> [Required work] Decide whether each statement agrees with the passage below on removing acid gases from gas streams, and answer yes or no with the deciding words of the passage quoted exactly: (a) chemical solvents are regenerated by applying heat; (b) physical solvents are corrosive; (c) physical solvents are mainly used when the partial pressure is low.

The present invention relates to solvents useful for gas separation of contaminants and/or undesired compounds and elements from gas streams. Carbon dioxide and hydrogen sulfide are two examples of acid gases for which it would be advantageous to separate from gas streams. As contaminant species, acid gases occur in natural gas streams, bio-gas streams, and in other process gas streams in chemical processing and refining operations. Flue gas streams in power production, especially in coal-fired power-plants, also contain a significant amount of carbon dioxide, which has been attributed to be a major cause of global warming and environmental issues. Removal of carbon dioxide from these gas streams is a continuous effort for more efficient and cost-effective processes.
A number of methods are available for removal of acid gases from product gas streams. Some of the more commonly used methods are chemical solvents, physical solvents, membranes, and cryogenic fractionation. Some methods for carbon dioxide capture include the absorption of CO2 in a solvent, either chemical or physical, and subsequent solvent regeneration at elevated temperature and/or reduced pressure. The regeneration of chemical solvents is achieved by the application of heat whereas physical solvents can often be stripped of impurities by reducing the pressure without the application of heat. Physical solvents tend to be favored over chemical solvents when the concentration and partial pressures of acid gases or other impurities are very high. Unlike chemical solvents, physical solvents are non-corrosive, enabling use of lower-cost materials for construction. In general, the economics of CO2 recovery is strongly influenced by the partial pressure of CO2 in the feed gas. At low partial pressures, physical solvents are impractical because the compression of the gas for physical absorption is expensive, and chemical solvents are predominantly used. However, if the gas is available at high pressure, physical solvents are a better choice than chemical solvents.

Excerpts of pointing data:
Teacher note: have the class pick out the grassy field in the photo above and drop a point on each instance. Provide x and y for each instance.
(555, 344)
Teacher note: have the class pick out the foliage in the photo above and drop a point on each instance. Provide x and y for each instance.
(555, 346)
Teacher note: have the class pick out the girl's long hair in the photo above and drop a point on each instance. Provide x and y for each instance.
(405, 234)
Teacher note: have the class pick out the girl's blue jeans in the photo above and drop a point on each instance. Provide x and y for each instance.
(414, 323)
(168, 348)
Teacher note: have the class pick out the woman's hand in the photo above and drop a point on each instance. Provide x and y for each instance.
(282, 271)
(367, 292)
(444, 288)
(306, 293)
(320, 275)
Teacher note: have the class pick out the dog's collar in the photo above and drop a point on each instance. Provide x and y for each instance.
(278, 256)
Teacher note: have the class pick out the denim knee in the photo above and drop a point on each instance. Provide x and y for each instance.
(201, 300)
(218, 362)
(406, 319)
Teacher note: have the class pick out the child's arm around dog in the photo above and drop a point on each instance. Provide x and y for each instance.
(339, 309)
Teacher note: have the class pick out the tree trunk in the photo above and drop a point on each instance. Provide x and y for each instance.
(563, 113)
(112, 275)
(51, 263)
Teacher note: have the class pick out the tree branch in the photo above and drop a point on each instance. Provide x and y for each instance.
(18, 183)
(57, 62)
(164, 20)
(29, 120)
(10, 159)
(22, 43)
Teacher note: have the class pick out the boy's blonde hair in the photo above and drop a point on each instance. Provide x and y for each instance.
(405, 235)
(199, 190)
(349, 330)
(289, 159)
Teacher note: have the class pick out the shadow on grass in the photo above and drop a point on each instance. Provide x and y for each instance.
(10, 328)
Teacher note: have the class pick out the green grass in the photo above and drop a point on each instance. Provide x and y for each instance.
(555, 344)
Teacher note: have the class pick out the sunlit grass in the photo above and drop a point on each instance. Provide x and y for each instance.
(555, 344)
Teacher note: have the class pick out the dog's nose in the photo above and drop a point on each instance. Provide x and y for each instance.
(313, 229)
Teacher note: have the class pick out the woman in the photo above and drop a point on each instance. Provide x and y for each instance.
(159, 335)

> [Solved problem]
(a) Yes: "The regeneration of chemical solvents is achieved by the application of heat"
(b) No: "Unlike chemical solvents, physical solvents are non-corrosive"
(c) No: "At low partial pressures, physical solvents are impractical because the compression of the gas for physical absorption is expensive, and chemical solvents are predominantly used."